### WHAT IS REQUIRED
Every line containing the word "distant" is to be copied from the data below.

*** INFORMATION SUPPLIED

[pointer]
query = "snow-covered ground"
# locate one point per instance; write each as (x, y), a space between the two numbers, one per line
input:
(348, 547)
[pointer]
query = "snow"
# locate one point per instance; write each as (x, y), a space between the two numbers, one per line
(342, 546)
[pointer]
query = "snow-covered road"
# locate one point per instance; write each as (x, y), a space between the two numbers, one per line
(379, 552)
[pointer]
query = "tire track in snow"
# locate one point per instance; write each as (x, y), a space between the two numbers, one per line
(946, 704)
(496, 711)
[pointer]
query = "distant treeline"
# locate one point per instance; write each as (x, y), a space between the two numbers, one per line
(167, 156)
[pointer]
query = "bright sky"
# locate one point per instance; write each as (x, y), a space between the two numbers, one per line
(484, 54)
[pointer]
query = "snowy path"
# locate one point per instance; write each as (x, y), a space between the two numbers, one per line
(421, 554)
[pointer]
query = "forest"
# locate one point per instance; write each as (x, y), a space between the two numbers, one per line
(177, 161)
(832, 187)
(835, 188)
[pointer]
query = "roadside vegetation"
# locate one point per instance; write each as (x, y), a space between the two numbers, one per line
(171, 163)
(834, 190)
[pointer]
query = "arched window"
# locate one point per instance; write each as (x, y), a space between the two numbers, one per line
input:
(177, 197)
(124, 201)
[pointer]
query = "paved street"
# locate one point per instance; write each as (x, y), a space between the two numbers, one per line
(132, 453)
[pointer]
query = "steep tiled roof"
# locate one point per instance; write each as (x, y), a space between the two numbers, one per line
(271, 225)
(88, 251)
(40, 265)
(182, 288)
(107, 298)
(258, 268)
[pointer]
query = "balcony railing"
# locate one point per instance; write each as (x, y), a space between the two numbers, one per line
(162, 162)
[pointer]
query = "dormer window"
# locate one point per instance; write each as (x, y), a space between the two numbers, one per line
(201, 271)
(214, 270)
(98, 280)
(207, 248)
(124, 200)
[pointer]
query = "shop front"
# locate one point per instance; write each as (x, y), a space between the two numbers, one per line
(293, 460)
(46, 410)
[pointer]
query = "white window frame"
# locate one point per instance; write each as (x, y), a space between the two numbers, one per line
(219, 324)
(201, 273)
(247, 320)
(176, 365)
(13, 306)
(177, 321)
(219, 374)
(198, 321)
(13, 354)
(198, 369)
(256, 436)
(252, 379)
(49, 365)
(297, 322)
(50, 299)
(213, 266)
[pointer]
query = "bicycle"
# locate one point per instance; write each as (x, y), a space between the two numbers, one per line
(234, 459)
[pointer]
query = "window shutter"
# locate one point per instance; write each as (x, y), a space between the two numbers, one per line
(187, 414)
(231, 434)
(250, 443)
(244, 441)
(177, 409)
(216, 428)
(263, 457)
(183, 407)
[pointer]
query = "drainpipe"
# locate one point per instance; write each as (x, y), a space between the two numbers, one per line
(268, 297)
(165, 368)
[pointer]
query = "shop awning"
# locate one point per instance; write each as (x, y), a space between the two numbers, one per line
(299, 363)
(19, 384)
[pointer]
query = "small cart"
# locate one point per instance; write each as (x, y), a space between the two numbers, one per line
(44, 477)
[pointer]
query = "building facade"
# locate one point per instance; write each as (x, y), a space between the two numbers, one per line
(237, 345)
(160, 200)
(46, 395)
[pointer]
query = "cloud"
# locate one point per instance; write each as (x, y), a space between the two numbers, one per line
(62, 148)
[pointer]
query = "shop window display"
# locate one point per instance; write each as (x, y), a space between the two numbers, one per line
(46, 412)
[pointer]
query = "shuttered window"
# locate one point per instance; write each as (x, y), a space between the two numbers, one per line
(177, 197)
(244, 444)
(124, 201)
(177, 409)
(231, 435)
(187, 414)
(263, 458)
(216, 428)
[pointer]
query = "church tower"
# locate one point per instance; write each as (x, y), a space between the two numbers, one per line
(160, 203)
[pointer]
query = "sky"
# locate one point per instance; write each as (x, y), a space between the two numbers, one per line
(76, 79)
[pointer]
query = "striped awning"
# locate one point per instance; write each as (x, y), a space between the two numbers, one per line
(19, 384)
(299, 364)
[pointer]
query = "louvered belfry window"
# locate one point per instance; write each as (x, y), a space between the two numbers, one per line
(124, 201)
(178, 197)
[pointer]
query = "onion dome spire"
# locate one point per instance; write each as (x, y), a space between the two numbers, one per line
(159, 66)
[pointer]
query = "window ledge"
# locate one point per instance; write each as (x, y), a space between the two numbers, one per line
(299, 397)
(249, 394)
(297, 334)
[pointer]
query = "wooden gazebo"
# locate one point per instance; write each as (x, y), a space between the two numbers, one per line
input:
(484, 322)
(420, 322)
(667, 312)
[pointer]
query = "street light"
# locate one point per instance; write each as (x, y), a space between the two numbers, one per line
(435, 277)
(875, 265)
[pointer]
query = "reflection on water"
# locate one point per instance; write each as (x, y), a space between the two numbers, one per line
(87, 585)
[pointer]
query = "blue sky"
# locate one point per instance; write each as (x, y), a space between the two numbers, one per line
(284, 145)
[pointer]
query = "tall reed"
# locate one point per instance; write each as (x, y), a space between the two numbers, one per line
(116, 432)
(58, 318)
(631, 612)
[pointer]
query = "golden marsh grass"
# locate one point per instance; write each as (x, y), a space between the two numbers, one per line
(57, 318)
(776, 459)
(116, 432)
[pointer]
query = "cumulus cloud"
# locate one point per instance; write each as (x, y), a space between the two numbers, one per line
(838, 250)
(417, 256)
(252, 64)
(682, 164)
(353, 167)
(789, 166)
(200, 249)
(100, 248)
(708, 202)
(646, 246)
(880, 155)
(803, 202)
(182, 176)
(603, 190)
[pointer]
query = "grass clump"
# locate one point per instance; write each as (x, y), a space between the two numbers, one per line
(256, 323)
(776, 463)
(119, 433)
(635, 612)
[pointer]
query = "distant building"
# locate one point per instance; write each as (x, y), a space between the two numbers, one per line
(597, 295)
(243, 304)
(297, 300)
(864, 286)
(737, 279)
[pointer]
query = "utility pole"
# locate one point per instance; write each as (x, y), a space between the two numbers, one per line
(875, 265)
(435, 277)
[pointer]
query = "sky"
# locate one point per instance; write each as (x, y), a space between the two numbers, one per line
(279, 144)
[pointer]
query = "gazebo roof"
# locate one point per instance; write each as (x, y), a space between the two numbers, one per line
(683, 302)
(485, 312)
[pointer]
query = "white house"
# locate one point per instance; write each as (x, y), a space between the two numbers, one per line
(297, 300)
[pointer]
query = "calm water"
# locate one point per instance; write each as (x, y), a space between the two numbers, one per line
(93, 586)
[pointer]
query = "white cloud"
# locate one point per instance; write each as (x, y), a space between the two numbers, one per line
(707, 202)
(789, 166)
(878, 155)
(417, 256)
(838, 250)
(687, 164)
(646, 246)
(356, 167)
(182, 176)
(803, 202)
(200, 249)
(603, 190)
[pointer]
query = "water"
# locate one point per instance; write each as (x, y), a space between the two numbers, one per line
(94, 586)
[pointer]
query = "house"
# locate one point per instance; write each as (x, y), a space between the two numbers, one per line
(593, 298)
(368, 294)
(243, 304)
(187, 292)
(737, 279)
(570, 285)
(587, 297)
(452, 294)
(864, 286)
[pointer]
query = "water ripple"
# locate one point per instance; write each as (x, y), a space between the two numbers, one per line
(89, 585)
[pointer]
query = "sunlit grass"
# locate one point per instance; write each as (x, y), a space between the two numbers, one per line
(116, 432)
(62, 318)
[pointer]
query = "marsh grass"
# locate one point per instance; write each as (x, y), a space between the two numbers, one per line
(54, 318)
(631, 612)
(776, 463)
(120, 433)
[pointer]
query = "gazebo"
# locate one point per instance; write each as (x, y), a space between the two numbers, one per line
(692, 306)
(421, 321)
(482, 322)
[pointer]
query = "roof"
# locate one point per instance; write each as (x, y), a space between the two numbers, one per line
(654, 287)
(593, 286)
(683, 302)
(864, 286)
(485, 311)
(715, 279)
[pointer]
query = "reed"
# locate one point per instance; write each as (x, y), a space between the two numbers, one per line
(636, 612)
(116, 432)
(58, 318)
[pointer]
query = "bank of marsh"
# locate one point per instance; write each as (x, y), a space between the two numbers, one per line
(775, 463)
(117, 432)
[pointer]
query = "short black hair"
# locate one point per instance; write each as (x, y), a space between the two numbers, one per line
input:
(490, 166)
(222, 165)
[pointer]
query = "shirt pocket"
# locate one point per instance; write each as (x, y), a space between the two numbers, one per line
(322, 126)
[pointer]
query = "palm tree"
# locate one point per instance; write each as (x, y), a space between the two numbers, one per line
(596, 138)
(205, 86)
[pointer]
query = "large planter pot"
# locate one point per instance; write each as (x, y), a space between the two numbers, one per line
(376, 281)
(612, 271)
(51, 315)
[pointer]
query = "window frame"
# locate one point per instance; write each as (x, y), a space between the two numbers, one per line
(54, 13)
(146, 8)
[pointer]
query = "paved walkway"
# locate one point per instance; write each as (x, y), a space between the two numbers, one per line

******

### RESULT OF THE EXERCISE
query = "distant treeline"
query = "distant building"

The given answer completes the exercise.